An inning and a season to remember for Phillies

The top of the ninth took exactly 9 minutes and 59 seconds. It only seemed like 25 years.

From the moment Brad Lidge let the first pitch of the final inning go until the final slider dropped into the dirt, it took that 1 second shy of 10 minutes for all that history to be left behind. What was no longer mattered much. Winning the last game has a way of changing everything.

Phillies players, coaches, management and families gathered on the field as the trophies were handed out. Every few steps, there was another small gathering - Jamie Moyer talking, then posing with his family and then sprinting to the clubhouse to soak up a lifetime in baseball with the celebration even the sedate Moyer must have imagined somewhere along the way.

Before dashing off, Moyer was asked about the 2-day delay and said, "it happened and we dealt with it. I am just happy I could be part of the team."

That could be a motto for this Phils team. They dealt with it. And they overcame it.

Phillies president Dave Montgomery was talking about how his role had changed in 1997, how the Phillies really started to emphasize player development and scouting, how Ed Wade had been such a big part of acquiring most of the big names and how Pat Gillick had gotten the smaller names that became "big statements."

Players like Geoff Jenkins who started it all last night and Pedro Feliz who ended it with the World Series-winning single in the seventh.

Montgomery was thinking back to 1950 when his parents bought the family's first television to watch the Phils play the Yankees in the World Series. Those Phillies did not win a game. These Phillies won four games in this World Series against Tampa Bay, the last one before a shrieking crowd at Citizens Bank Park, a culmination of the decade that Montgomery had been in charge and the Phillies began to change the way they did business.

"We were playing for tonight," Montgomery said. "Yesterday was a miserable day. We waited this long. What was another 48 hours?"

Every kid that plays baseball thinks of a night like last night. Still, "it just seems so far away," Ryan Madson said.

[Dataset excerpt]
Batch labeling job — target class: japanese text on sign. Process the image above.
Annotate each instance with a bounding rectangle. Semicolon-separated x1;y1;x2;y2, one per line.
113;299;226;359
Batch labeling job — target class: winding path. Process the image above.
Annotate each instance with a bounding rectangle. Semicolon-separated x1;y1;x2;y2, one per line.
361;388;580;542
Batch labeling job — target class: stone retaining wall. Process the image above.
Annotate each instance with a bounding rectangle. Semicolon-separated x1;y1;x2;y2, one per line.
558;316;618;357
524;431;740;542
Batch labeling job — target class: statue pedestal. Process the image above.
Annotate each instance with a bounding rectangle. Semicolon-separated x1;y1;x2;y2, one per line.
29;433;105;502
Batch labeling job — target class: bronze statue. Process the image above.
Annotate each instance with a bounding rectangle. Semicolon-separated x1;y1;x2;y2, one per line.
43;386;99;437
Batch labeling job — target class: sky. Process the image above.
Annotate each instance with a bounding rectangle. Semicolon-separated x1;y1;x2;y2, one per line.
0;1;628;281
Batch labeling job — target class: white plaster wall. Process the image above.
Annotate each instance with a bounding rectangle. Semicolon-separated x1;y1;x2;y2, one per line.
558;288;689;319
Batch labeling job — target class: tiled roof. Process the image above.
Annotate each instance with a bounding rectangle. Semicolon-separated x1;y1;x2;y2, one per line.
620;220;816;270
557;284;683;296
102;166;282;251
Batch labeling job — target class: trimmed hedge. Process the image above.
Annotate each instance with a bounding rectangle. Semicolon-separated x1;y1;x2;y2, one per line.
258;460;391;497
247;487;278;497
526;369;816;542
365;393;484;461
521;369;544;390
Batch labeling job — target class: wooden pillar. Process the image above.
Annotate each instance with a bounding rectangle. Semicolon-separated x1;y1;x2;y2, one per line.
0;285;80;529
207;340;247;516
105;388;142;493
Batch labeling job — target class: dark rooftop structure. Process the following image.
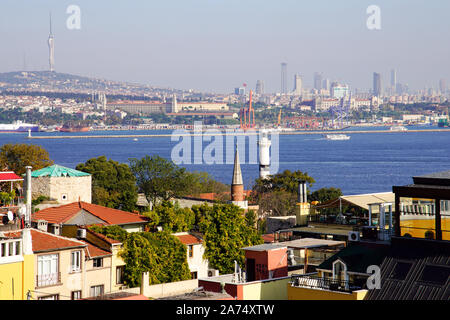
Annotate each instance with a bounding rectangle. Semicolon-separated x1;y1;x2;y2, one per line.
156;288;234;300
365;237;450;301
392;171;450;240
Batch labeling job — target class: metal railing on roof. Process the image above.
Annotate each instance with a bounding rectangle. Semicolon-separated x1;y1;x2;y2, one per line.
289;274;363;293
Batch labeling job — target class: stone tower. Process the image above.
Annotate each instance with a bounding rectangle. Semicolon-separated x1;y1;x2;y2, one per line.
231;146;248;209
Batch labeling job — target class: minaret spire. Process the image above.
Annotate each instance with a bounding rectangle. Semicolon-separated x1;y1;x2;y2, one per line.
231;144;248;210
47;12;55;72
231;145;244;185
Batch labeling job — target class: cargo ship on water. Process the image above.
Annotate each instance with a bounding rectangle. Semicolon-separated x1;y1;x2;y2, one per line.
59;124;91;132
0;121;40;132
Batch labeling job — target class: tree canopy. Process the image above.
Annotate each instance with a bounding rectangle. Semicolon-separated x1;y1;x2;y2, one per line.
0;144;53;175
250;170;315;216
192;204;263;274
76;156;138;211
91;226;191;287
130;156;192;205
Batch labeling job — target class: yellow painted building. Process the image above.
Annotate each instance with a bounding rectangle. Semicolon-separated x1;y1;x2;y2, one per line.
0;231;35;300
400;215;450;240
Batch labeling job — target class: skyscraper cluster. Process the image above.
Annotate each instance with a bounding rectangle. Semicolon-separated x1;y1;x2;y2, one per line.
281;62;287;94
47;14;55;72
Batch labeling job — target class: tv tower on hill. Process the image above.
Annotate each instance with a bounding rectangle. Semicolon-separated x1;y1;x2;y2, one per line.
47;13;55;72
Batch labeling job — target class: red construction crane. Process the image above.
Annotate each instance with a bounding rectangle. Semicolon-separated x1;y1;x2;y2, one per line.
239;90;255;130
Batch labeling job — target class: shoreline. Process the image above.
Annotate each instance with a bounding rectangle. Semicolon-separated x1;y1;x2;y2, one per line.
27;129;450;139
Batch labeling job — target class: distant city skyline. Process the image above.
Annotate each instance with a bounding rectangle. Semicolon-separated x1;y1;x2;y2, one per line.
0;0;450;93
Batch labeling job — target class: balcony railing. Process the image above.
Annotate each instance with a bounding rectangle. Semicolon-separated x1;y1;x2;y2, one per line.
36;272;61;287
290;274;363;293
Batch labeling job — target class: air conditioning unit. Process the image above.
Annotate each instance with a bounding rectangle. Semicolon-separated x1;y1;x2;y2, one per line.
208;269;219;277
77;229;86;239
348;231;359;241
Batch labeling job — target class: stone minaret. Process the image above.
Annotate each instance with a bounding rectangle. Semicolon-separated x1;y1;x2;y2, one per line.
231;146;248;209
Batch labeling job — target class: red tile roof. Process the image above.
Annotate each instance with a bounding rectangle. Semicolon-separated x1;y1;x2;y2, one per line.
0;171;23;182
85;228;122;244
83;241;112;258
174;234;203;245
113;294;148;300
32;201;148;225
5;229;86;252
261;233;275;243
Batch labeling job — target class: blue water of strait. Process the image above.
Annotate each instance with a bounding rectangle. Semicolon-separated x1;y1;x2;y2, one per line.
0;126;450;195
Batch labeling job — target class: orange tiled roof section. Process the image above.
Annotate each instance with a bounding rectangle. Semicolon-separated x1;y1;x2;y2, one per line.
32;201;148;225
5;229;86;252
84;228;122;244
175;234;202;245
83;241;112;258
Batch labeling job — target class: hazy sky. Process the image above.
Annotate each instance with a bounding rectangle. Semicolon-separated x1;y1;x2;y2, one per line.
0;0;450;93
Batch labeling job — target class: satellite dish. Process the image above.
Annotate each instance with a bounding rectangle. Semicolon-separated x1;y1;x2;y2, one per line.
18;206;27;219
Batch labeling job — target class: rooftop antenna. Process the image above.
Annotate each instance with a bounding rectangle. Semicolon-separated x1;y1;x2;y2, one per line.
47;12;55;72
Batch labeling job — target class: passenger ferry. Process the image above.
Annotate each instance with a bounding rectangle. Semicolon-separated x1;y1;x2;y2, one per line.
325;134;350;140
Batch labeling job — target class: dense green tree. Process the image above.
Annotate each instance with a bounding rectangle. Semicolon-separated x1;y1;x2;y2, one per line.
192;204;263;274
250;170;315;216
0;144;53;175
130;156;193;205
89;225;129;242
141;231;191;284
153;201;195;232
90;226;191;287
76;156;138;211
258;190;297;216
187;171;230;195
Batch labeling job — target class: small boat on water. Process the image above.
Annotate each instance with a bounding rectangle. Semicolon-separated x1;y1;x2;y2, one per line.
325;134;350;140
389;126;408;131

Task 1 » In the article on the Phillies, who got the World Series-winning single, and in which inning?
Task 2 » Write out everything in the Phillies article from "Phillies president Dave" down to "they did business.".

Complete output 1 » Pedro Feliz, in the seventh inning.

Complete output 2 »
Phillies president Dave Montgomery was talking about how his role had changed in 1997, how the Phillies really started to emphasize player development and scouting, how Ed Wade had been such a big part of acquiring most of the big names and how Pat Gillick had gotten the smaller names that became "big statements."

Players like Geoff Jenkins who started it all last night and Pedro Feliz who ended it with the World Series-winning single in the seventh.

Montgomery was thinking back to 1950 when his parents bought the family's first television to watch the Phils play the Yankees in the World Series. Those Phillies did not win a game. These Phillies won four games in this World Series against Tampa Bay, the last one before a shrieking crowd at Citizens Bank Park, a culmination of the decade that Montgomery had been in charge and the Phillies began to change the way they did business.